**Exercise prompt**
Leaving pictures aside, set down each line exactly, from the first line of the data to the line with "locate the distant horizon in the photo above", both included.

Dataset entries:
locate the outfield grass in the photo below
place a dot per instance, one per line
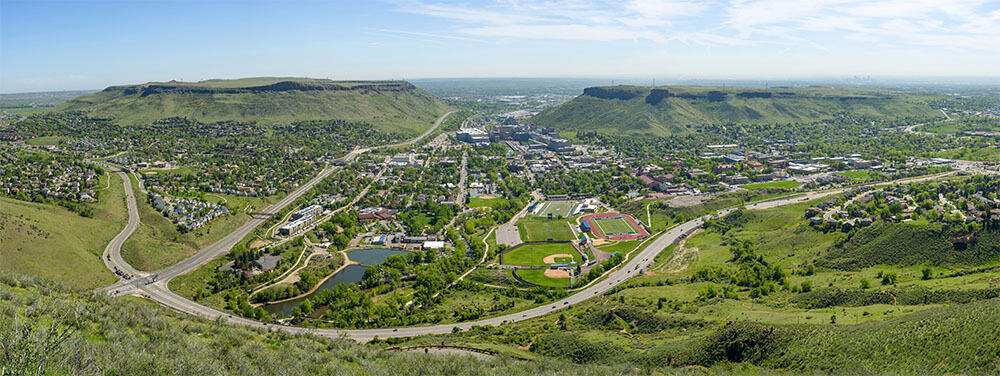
(157, 244)
(537, 276)
(783, 184)
(55, 243)
(534, 254)
(556, 209)
(477, 202)
(620, 247)
(613, 226)
(544, 229)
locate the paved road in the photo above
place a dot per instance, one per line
(112, 253)
(642, 260)
(221, 247)
(156, 289)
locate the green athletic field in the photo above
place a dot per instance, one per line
(612, 226)
(556, 208)
(533, 230)
(534, 254)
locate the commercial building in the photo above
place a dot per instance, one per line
(295, 225)
(311, 209)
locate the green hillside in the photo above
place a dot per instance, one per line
(392, 106)
(666, 110)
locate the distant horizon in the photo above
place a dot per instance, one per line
(971, 81)
(87, 44)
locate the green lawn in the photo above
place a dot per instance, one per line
(534, 254)
(860, 175)
(544, 229)
(783, 184)
(55, 243)
(620, 247)
(477, 202)
(556, 209)
(537, 276)
(613, 226)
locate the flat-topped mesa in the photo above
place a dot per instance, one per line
(172, 87)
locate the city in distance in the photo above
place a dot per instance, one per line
(512, 218)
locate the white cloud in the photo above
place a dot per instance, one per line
(952, 24)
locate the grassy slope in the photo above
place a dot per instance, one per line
(673, 115)
(157, 243)
(405, 112)
(50, 241)
(537, 276)
(131, 336)
(544, 229)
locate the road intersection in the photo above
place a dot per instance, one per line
(154, 285)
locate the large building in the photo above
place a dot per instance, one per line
(295, 225)
(311, 209)
(473, 136)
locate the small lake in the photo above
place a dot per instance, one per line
(373, 256)
(350, 274)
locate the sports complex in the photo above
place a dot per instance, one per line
(555, 209)
(613, 226)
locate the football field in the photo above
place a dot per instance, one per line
(556, 208)
(613, 226)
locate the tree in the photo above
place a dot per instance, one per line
(889, 278)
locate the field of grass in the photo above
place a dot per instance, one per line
(556, 209)
(157, 243)
(613, 226)
(537, 276)
(55, 243)
(636, 110)
(406, 112)
(784, 184)
(534, 254)
(620, 247)
(46, 140)
(544, 229)
(861, 175)
(477, 202)
(977, 154)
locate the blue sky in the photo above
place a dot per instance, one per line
(65, 45)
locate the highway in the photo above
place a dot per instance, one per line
(112, 253)
(159, 292)
(155, 287)
(139, 285)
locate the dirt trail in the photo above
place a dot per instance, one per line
(682, 256)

**Task result**
locate the outfield grass in the photo below
place a dot per instance, one per line
(157, 244)
(537, 276)
(783, 184)
(55, 243)
(534, 254)
(556, 209)
(477, 202)
(620, 247)
(613, 226)
(544, 229)
locate the paved road in the photo above
place a dot per instance, one per line
(112, 253)
(642, 260)
(221, 247)
(156, 289)
locate the green athletic field in the photo above
place a dot per instance, one per line
(612, 226)
(556, 208)
(533, 230)
(534, 254)
locate the commercial building in the photo above
place a dot per instance, one per line
(295, 225)
(311, 209)
locate the green hillside in the photo above
place a dot per instance, one per line
(392, 106)
(666, 110)
locate the distant horizon in the photo above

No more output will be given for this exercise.